** start RECORDS **

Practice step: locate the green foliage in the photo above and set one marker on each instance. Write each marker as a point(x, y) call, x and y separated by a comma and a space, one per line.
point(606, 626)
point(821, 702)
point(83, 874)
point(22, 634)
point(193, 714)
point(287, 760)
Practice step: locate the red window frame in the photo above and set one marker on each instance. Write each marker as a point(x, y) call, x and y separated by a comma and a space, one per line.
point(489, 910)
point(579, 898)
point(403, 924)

** end RECORDS **
** start RECORDS **

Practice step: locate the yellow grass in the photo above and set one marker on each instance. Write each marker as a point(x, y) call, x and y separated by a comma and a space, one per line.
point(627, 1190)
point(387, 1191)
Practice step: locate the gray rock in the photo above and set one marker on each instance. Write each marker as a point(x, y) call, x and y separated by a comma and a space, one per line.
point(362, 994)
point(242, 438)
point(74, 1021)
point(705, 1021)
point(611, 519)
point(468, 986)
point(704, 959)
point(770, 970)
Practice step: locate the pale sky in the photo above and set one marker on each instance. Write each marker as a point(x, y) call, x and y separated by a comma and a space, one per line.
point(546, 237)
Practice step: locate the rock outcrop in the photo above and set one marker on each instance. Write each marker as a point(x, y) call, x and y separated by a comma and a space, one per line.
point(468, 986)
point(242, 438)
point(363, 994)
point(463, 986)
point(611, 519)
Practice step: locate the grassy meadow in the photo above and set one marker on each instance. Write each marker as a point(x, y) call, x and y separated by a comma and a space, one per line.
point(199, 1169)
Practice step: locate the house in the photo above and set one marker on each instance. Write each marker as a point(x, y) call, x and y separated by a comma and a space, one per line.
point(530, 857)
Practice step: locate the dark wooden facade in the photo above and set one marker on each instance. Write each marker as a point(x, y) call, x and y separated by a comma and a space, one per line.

** end RECORDS **

Render the lines above as a Markdown table with a No. column for the line number and a Line column for the text, leaving out blank lines. Begin at the line that has "Practice step: locate the green" and stop after the line that has "point(403, 924)".

REPLY:
| No. | Line |
|---|---|
| 1 | Practice step: locate the green foliage in the photo above and set one marker on each instance. Write each marker as a point(x, y) call, x and y separated by a comma and a space, one per line. |
| 2 | point(606, 626) |
| 3 | point(821, 702) |
| 4 | point(83, 874) |
| 5 | point(22, 634) |
| 6 | point(193, 714) |
| 7 | point(287, 760) |
| 8 | Practice step: locate the red window frame in the photo above and set one marker on each instance. Write each marker as a point(x, y) call, x and y separated by a comma and a space, one per line. |
| 9 | point(489, 910) |
| 10 | point(579, 898) |
| 11 | point(403, 924) |